• [What to work on] Will you repeat every one of the items below word for word, changing nothing?

☆ ☆ ☆ ☆

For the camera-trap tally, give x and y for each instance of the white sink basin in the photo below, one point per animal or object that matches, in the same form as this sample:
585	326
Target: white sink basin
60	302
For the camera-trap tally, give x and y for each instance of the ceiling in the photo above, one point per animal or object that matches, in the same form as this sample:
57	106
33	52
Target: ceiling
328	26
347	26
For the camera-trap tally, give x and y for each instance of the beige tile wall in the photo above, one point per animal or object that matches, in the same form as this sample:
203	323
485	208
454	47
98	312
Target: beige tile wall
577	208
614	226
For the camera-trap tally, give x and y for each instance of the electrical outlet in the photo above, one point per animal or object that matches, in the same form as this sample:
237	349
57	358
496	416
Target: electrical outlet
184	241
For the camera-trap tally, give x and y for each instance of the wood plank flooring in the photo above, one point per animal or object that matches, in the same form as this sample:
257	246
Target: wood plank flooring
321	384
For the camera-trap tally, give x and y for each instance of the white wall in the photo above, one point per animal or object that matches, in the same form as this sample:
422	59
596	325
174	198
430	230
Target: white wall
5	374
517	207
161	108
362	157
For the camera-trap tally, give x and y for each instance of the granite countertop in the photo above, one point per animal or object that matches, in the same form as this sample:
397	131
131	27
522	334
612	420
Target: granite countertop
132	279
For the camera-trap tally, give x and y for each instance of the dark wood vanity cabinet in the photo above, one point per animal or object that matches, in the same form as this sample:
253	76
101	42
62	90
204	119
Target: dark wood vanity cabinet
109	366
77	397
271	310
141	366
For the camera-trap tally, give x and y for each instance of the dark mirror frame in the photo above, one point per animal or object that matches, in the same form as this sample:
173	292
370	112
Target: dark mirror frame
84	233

☆ ☆ ☆ ☆

• [The completed task]
For the camera-trap tally, give x and y for each instance of the white sink basin in the photo below, one point per animal or object that matches, in the same form as this sample:
585	326
Target: white sink basin
60	302
For the camera-trap tally, give x and y for each instance of the ceiling in the photo above, one point per animal or object that matches, in the same form as this sample:
57	106
33	52
Target: ceiling
328	26
347	26
For the camera-trap tally, give x and y for each instance of the beige tile wall in the photo above, one point per animal or object that matches, in the same form as this sample:
203	323
485	208
454	47
98	312
Target: beige tile wall
577	208
614	226
For the camera-trap tally, give x and y for each instance of the electrical outlet in the photo above, one point per animal or object that matches, in the same form as this sample:
237	349
57	358
496	416
Target: electrical outlet
184	241
For the camera-trap tally, give x and y for each instance of the wood plank flooring in the photo above, one point per animal or object that matches, in the same form as this sample:
257	246
Target: wood plank flooring
321	384
For the camera-trap tally, give x and y for each instance of the white wall in the photo above, one point per animal or object that matches, in the same form as this sample:
422	59
596	325
174	198
430	230
Target: white wall
5	374
517	207
161	108
362	157
For the camera-trap tally, give x and y for each instance of the granite countertop in the photo above, one point per animal or object that matches, in the same form as this sample:
397	131
131	27
522	334
612	420
Target: granite countertop
132	279
For the camera-trap tally, give x and y for each instance of the dark wood vanity cabinet in the photo above, one point per animal or object that matches, in the same form as this sample:
253	76
101	42
62	90
204	119
Target: dark wood vanity cabinet
109	366
77	397
271	310
141	366
For the camera-trap tally, give x and y for each instance of the dark mirror frame in the photo above, one point per animal or object that matches, in the same form as this sample:
173	292
370	112
Target: dark mirror frame
84	233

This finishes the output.